:: Task data ::
'''

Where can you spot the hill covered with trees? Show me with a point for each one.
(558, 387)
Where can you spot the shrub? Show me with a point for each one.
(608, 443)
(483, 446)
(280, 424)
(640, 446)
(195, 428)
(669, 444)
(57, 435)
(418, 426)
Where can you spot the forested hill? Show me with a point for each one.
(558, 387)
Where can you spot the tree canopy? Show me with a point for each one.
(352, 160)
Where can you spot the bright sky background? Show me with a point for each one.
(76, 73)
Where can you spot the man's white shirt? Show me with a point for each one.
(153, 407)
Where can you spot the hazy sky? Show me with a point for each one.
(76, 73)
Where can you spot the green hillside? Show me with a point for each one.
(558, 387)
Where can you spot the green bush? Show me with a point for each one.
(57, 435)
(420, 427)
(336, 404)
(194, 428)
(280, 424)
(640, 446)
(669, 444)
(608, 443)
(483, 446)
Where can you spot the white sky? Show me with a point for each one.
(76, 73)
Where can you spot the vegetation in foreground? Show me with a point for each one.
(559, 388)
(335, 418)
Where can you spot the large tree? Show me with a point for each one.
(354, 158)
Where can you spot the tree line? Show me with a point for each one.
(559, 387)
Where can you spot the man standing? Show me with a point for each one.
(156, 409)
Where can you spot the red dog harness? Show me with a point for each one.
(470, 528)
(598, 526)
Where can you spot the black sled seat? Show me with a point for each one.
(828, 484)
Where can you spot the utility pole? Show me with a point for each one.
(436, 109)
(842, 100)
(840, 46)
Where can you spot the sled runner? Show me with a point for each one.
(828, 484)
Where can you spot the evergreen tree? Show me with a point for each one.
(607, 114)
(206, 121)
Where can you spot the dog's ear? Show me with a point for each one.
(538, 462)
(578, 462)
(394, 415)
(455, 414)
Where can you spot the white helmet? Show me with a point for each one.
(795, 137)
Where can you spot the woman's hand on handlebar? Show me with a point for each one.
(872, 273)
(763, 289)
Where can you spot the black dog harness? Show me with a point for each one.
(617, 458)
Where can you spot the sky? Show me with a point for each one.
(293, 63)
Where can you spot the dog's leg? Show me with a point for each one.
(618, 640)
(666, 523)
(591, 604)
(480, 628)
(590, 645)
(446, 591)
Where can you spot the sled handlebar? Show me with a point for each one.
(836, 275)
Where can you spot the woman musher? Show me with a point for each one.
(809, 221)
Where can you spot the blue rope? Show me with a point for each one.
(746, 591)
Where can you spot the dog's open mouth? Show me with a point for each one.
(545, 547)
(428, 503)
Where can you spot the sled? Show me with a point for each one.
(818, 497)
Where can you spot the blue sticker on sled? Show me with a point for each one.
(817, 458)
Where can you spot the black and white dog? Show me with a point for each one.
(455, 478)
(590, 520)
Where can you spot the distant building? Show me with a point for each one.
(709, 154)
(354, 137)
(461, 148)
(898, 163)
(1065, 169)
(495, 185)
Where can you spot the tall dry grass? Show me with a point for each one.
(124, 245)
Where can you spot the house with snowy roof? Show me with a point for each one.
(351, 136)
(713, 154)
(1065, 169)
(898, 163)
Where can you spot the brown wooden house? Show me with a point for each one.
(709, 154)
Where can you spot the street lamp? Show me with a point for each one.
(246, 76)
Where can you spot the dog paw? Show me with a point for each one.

'''

:: What needs to be done ::
Reproduce every record, making sure each one stays exactly the same.

:: Written solution ::
Where can you spot the hill covered with trees? Show me with a point for each one.
(558, 387)
Where can you spot the shrub? Show me with a point for each one.
(608, 443)
(483, 446)
(280, 424)
(640, 446)
(195, 428)
(669, 444)
(57, 435)
(418, 426)
Where can you spot the forested hill? Show me with a point for each one.
(558, 387)
Where can you spot the tree canopy? Show me with a point for each one.
(352, 160)
Where can you spot the bright sky background? Show me with a point for each one.
(76, 73)
Where can you spot the man's white shirt? Show me with a point for each one.
(153, 407)
Where can you spot the hazy sky? Show me with a point for each one.
(76, 73)
Where can you spot the green hillside? Show me with a point for each one.
(558, 387)
Where can you spot the green bush? Show me with a point for each one.
(57, 435)
(420, 427)
(336, 404)
(194, 428)
(280, 424)
(640, 446)
(669, 444)
(608, 443)
(483, 446)
Where can you spot the white sky? Show me with a point for each one.
(76, 73)
Where can you spot the vegetation in foreground? Show me with a point for each one.
(559, 388)
(335, 418)
Where can you spot the large tree? Show me with a point for each one.
(354, 158)
Where can you spot the tree line? Show me with a point for each one.
(559, 387)
Where can you spot the man standing? Show me with a point for each one.
(156, 409)
Where can you spot the red dog harness? Show me with a point for each one.
(470, 528)
(598, 526)
Where can you spot the black sled seat? Show me with a point for each one.
(828, 484)
Where can you spot the utility pole? Show me with a point for each one.
(436, 109)
(842, 100)
(840, 46)
Where can you spot the sled runner? Show me with a point for each one.
(828, 484)
Where can you spot the evergreen tree? Show me with a point for each one.
(607, 114)
(206, 121)
Where can you spot the dog's ear? Show me with a point for each one.
(538, 462)
(578, 462)
(394, 415)
(455, 414)
Where can you spot the white helmet? Show me with a point for each one.
(795, 137)
Where can you spot the woman's hand on handlebar? Show me with a point for each one.
(872, 273)
(763, 289)
Where can you spot the black dog harness? Show me with a point for each one.
(617, 458)
Where can you spot the sky? Show me with a point for each one.
(293, 63)
Where can you spot the dog's leg? Show me with a point for each one.
(618, 640)
(666, 523)
(591, 604)
(480, 628)
(590, 645)
(446, 591)
Where can you spot the sled handlebar? Show me with a point for each one.
(836, 275)
Where can you spot the woman musher? Show me with a point for each one.
(809, 221)
Where can you spot the blue rope? Show me with a point for each one.
(746, 591)
Where can you spot the dog's open mouth? Show me with a point for each one.
(545, 547)
(428, 503)
Where can you spot the sled? Show me with a point for each one.
(818, 497)
Where can you spot the blue sticker on sled? Show me with a point for each one.
(817, 458)
Where can you spot the black and white dog? Show me with a point for each one.
(455, 478)
(590, 520)
Where can you spot the distant building? Show me with a point for each one.
(709, 154)
(354, 137)
(461, 148)
(898, 163)
(1065, 169)
(495, 185)
Where can you spot the tall dry grass? Show me with a point for each one.
(124, 245)
Where can you spot the house with snowy roof? Show me with a point for each one.
(351, 136)
(713, 154)
(1065, 169)
(898, 163)
Where can you spot the brown wooden house? Show me with a point for each one.
(709, 154)
Where can you spot the street lamp? Show me with a point for each one.
(246, 76)
Where can you spot the dog paw? Show me with a point for each one.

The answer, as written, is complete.